Retype precisely the section of the data that starts at the line containing "point: one pixel per instance, each like <point>143,32</point>." and runs to its final line, ends included.

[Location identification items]
☆ ☆ ☆

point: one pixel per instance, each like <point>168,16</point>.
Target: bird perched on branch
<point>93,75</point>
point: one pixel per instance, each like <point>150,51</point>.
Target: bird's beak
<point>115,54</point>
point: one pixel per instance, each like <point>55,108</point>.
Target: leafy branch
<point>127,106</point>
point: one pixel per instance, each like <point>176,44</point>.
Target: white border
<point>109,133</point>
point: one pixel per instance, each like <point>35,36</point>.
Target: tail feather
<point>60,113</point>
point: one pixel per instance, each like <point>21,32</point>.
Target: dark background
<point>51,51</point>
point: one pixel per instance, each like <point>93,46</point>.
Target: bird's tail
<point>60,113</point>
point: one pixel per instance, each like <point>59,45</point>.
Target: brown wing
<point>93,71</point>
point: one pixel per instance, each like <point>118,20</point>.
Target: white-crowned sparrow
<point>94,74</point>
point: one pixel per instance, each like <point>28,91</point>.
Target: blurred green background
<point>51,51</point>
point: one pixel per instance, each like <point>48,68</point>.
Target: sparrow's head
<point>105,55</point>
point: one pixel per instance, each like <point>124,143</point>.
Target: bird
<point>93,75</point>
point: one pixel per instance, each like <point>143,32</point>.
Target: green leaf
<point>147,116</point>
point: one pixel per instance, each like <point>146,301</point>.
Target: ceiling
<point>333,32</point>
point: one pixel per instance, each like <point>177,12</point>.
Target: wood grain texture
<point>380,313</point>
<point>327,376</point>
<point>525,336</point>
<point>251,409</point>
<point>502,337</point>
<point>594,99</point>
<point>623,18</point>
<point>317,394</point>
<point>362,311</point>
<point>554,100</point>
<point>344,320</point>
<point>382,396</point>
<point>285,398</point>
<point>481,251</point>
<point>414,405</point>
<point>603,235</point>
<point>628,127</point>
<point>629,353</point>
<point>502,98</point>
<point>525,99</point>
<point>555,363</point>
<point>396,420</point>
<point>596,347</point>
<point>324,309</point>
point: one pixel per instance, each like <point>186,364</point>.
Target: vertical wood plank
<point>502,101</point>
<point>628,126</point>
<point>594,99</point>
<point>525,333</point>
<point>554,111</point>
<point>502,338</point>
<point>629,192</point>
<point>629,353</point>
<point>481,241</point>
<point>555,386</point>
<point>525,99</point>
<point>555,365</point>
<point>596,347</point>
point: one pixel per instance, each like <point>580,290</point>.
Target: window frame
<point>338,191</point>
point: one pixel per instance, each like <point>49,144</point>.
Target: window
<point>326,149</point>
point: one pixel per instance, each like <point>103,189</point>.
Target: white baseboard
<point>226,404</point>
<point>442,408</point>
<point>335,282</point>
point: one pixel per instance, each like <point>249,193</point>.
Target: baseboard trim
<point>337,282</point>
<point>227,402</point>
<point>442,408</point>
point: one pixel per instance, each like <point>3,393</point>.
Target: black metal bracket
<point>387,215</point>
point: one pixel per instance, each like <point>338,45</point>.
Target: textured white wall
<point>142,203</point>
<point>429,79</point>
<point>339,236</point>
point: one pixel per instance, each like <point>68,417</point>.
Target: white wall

☆ ☆ ☆

§ **Response**
point: one pixel per instance, each like <point>143,32</point>.
Target: green leaf
<point>147,116</point>
point: one pixel per instance, each like <point>146,301</point>.
Target: ceiling
<point>333,32</point>
point: one pixel per instance, each like <point>177,12</point>.
Target: wood grain texture
<point>380,313</point>
<point>327,376</point>
<point>525,336</point>
<point>251,409</point>
<point>502,337</point>
<point>594,99</point>
<point>623,18</point>
<point>317,394</point>
<point>362,311</point>
<point>554,100</point>
<point>344,320</point>
<point>382,396</point>
<point>285,398</point>
<point>481,251</point>
<point>414,405</point>
<point>603,235</point>
<point>628,127</point>
<point>629,353</point>
<point>502,98</point>
<point>525,99</point>
<point>555,363</point>
<point>396,420</point>
<point>596,347</point>
<point>324,309</point>
point: one pixel per instance, each like <point>186,364</point>.
Target: vertical wood plank
<point>502,101</point>
<point>628,126</point>
<point>594,99</point>
<point>525,333</point>
<point>554,111</point>
<point>502,338</point>
<point>629,192</point>
<point>629,353</point>
<point>481,241</point>
<point>555,386</point>
<point>525,99</point>
<point>555,365</point>
<point>596,347</point>
point: one pixel per instance, each like <point>580,290</point>.
Target: window frame
<point>338,191</point>
point: one pixel per instance, each like <point>49,144</point>.
Target: window
<point>326,149</point>
point: one pixel per instance, each like <point>103,189</point>.
Target: white baseboard
<point>226,404</point>
<point>442,408</point>
<point>335,282</point>
point: one pixel per instance, each like <point>249,193</point>.
Target: baseboard trim
<point>337,282</point>
<point>227,402</point>
<point>442,408</point>
point: one pixel per instance, each like <point>3,393</point>.
Target: black metal bracket
<point>387,215</point>
point: one pixel per instance, each like <point>338,45</point>.
Target: textured white wall
<point>142,203</point>
<point>429,79</point>
<point>339,236</point>
point: one pixel per instance, each like <point>68,417</point>.
Target: white wall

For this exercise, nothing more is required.